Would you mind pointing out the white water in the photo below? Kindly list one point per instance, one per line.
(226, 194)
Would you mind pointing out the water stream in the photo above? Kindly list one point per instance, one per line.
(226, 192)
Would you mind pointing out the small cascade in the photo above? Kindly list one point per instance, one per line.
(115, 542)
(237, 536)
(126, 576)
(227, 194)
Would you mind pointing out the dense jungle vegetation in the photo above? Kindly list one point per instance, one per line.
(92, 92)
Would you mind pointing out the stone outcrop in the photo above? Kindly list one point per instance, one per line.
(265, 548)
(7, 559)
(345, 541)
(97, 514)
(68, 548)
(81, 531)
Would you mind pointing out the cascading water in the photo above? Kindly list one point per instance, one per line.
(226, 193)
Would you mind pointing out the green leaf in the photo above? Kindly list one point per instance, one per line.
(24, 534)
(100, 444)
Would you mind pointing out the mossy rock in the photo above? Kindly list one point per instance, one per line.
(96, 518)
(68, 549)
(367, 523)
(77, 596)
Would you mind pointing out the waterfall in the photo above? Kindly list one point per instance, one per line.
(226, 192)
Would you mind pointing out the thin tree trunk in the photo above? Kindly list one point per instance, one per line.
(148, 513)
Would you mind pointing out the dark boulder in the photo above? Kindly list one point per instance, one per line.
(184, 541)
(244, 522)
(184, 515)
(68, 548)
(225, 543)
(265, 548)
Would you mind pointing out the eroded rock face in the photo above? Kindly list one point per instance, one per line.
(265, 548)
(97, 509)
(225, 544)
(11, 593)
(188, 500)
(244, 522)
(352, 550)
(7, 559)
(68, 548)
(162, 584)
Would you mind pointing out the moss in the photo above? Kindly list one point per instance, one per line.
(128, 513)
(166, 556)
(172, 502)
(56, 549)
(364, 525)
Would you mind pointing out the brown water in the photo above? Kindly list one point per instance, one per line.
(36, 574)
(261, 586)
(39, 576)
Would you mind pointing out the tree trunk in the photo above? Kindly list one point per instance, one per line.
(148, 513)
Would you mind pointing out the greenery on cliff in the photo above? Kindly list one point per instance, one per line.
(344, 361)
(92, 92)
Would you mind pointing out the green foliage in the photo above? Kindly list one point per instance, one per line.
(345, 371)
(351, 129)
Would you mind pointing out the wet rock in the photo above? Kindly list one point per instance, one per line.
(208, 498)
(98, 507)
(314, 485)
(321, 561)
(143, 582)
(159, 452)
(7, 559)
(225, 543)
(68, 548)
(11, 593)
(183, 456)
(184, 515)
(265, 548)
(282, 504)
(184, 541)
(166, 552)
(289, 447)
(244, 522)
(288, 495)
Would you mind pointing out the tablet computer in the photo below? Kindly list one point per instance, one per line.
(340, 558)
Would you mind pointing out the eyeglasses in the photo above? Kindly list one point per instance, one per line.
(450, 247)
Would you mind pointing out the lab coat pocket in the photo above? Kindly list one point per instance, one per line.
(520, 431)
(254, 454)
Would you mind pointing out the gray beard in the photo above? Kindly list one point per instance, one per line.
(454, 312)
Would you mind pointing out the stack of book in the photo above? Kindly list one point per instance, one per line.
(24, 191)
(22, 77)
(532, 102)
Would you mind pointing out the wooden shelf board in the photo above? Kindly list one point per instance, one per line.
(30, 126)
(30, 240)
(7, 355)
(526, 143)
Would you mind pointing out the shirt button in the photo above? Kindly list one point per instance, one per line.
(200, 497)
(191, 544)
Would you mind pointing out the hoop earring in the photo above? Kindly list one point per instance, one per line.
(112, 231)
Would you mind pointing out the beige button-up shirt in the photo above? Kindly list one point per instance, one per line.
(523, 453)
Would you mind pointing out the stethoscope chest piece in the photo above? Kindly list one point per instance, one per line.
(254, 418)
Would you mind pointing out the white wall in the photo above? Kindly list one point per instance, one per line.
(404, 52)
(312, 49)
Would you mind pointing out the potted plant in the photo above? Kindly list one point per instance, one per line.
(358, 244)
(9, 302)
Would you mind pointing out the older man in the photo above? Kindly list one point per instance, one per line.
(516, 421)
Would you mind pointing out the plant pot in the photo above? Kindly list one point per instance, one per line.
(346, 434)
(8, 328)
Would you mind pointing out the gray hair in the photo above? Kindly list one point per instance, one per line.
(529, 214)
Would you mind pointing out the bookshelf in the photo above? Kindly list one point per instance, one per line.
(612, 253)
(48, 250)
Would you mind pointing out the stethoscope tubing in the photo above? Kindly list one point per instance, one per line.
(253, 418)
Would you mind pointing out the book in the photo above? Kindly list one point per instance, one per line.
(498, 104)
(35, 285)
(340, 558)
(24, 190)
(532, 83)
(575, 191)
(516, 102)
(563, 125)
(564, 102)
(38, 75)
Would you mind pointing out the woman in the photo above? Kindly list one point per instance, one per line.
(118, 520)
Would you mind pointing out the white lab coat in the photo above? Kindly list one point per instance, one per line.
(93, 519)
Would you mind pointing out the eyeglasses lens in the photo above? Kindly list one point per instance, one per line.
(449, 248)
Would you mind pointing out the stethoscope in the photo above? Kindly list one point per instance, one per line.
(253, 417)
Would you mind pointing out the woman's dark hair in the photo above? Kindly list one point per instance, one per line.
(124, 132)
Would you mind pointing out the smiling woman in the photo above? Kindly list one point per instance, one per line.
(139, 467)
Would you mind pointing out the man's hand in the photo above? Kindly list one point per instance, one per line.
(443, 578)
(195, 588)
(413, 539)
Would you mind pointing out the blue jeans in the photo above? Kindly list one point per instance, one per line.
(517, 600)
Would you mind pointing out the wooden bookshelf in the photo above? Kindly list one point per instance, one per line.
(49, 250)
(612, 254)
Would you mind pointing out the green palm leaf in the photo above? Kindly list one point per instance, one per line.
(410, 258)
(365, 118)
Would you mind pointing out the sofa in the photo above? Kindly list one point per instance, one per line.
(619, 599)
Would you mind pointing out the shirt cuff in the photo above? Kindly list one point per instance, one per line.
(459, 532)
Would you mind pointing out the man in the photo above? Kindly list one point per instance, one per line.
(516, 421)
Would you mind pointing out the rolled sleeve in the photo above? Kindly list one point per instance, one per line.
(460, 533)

**********

**Consegna:**
Modifica tutti i record qui sopra sostituendo "Would you mind" con "Could you please" e lasciando invariato tutto il resto.

**Risposta completa:**
Could you please pointing out the white water in the photo below? Kindly list one point per instance, one per line.
(226, 194)
Could you please pointing out the water stream in the photo above? Kindly list one point per instance, one per line.
(226, 192)
Could you please pointing out the small cascade in the photo above? Kindly list one point per instance, one per line.
(115, 542)
(237, 536)
(126, 576)
(227, 194)
Could you please pointing out the dense jungle vegetation in the photo above? Kindly list one point per instance, one per line.
(92, 92)
Could you please pointing out the stone outcrop in the photo above? Kindly list one point per instance, one per line.
(265, 548)
(7, 559)
(345, 541)
(97, 514)
(68, 548)
(81, 531)
Could you please pointing out the cascading water in the photo above? Kindly list one point per instance, one per line.
(226, 193)
Could you please pointing out the green leaf in the photo above? Kindly list one point per instance, one per line.
(24, 534)
(100, 444)
Could you please pointing out the mossy rock in the photo above? Kindly list one point per instance, one per line.
(96, 518)
(68, 549)
(367, 523)
(77, 596)
Could you please pointing out the waterfall in the photo above? Kindly list one point per instance, one per line.
(226, 192)
Could you please pointing out the thin tree trunk in the photo above? Kindly list one point per instance, one per line.
(148, 513)
Could you please pointing out the dark boulder in the photo above? Kindly list one point per instance, one per line.
(184, 541)
(244, 522)
(184, 515)
(68, 548)
(225, 543)
(265, 548)
Could you please pointing out the eroded rock face in the photo above? Kindly list one point per instance, one per line.
(265, 548)
(97, 509)
(225, 544)
(11, 593)
(188, 500)
(244, 522)
(352, 550)
(7, 559)
(68, 548)
(162, 584)
Could you please pointing out the moss in the photo above? Kindly list one point per instance, one per line.
(128, 513)
(166, 556)
(172, 502)
(56, 549)
(364, 525)
Could you please pointing out the brown water in the photo above? Kindly list one point per instance, one per line.
(36, 574)
(261, 586)
(39, 576)
Could you please pointing out the tree trunk in the photo above? Kindly list one point per instance, one per line.
(148, 513)
Could you please pointing out the greenery on cliff in the photo above? Kindly list one point per instance, one per line.
(344, 361)
(92, 92)
Could you please pointing out the green foliage in the photo above? Kindly list one point per instance, one per line.
(345, 371)
(351, 129)
Could you please pointing out the wet rock in the photo above? Kindly list one point per instance, one per line.
(208, 498)
(98, 507)
(314, 485)
(321, 561)
(143, 582)
(159, 452)
(7, 559)
(225, 543)
(68, 548)
(11, 593)
(183, 456)
(184, 515)
(265, 548)
(282, 504)
(184, 541)
(166, 552)
(289, 447)
(244, 522)
(288, 495)
Could you please pointing out the tablet computer in the photo below? Kindly list one point per instance, one per line.
(340, 558)
Could you please pointing out the eyeglasses in the photo above? Kindly list one point per instance, one per line.
(450, 247)
Could you please pointing out the lab coat pocket in the photo above? Kindly list one point per instance, one per line.
(520, 431)
(254, 454)
Could you please pointing out the gray beard in the photo above? Kindly list one point per instance, one per line.
(454, 312)
Could you please pointing out the stack of book in the photo above? Kindly list one point per instance, one per line.
(24, 191)
(22, 77)
(532, 102)
Could you please pointing out the wooden shelf board in the photo above? Kindly list one point per instance, one per line.
(30, 126)
(30, 240)
(7, 355)
(526, 143)
Could you please pointing out the shirt button in the photo above? Kindly list one point per instance, one per line.
(200, 497)
(191, 544)
Could you please pointing out the hoop earring in the photo above? Kindly list one point per instance, one per line.
(112, 231)
Could you please pointing out the beige button-up shirt in the photo above? Kindly list one point per instance, one per line.
(523, 453)
Could you please pointing out the stethoscope chest piece in the photo above? Kindly list one point per instance, one per line.
(254, 418)
Could you please pointing out the white wall in the photo above? Kindly list one point per instance, one per line.
(404, 52)
(312, 49)
Could you please pointing out the potted plant in the photo above? Kindly list one point per instance, one per line.
(358, 244)
(9, 302)
Could you please pointing out the older man in the photo above? Kindly list one point per instance, one per line.
(516, 421)
Could you please pointing out the plant pot in the photo above? Kindly list one point per instance, one per line.
(346, 434)
(8, 328)
Could you please pointing out the gray hair in the photo above? Kindly list one point per instance, one per line.
(529, 214)
Could you please pointing out the bookshelf in the photo above? Kindly list one point per instance, one per line.
(612, 253)
(48, 250)
Could you please pointing out the stethoscope tubing in the photo above? Kindly list one point per instance, one per line.
(253, 418)
Could you please pointing out the book in the photo above? Kindly list one point per instance, one per line.
(498, 104)
(35, 285)
(340, 558)
(24, 190)
(532, 83)
(575, 191)
(516, 102)
(563, 125)
(564, 102)
(38, 75)
Could you please pointing out the woman in the photo above? Kindly list one point per instance, one per line.
(118, 520)
Could you please pointing out the white lab coat in the photo above? Kindly list one point per instance, one per line.
(93, 519)
Could you please pointing out the eyeglasses lens in the photo above? Kindly list one point per instance, one per line.
(449, 248)
Could you please pointing out the stethoscope in the photo above? Kindly list one point per instance, one per line.
(253, 417)
Could you please pointing out the woman's dark hair in the photo above? Kindly list one point per instance, one per line.
(124, 132)
Could you please pointing out the smiling woman in the photo above? Kindly list one point per instance, one per line.
(139, 467)
Could you please pointing out the man's hand in the photo above? Kindly list one point per instance, one per line.
(443, 578)
(195, 588)
(413, 539)
Could you please pointing out the blue jeans in the photo above? Kindly list one point per instance, one per line.
(517, 600)
Could you please pointing out the wooden bookshelf in the photo above? Kindly list one point per instance, one per line.
(49, 250)
(612, 254)
Could you please pointing out the green palm leaf in the photo above? Kindly list one point per instance, one per line.
(410, 258)
(365, 118)
Could you please pointing out the sofa in the photo above? Kindly list one point per instance, one per line.
(619, 599)
Could you please pointing out the shirt cuff in the photo above? Kindly list one point per instance, one per line.
(459, 532)
Could you please pointing out the man in the photo above? Kindly list one point per instance, one per line.
(516, 421)
Could you please pointing out the rolled sleeve in the photo above? Kindly list one point per instance, one per line.
(460, 533)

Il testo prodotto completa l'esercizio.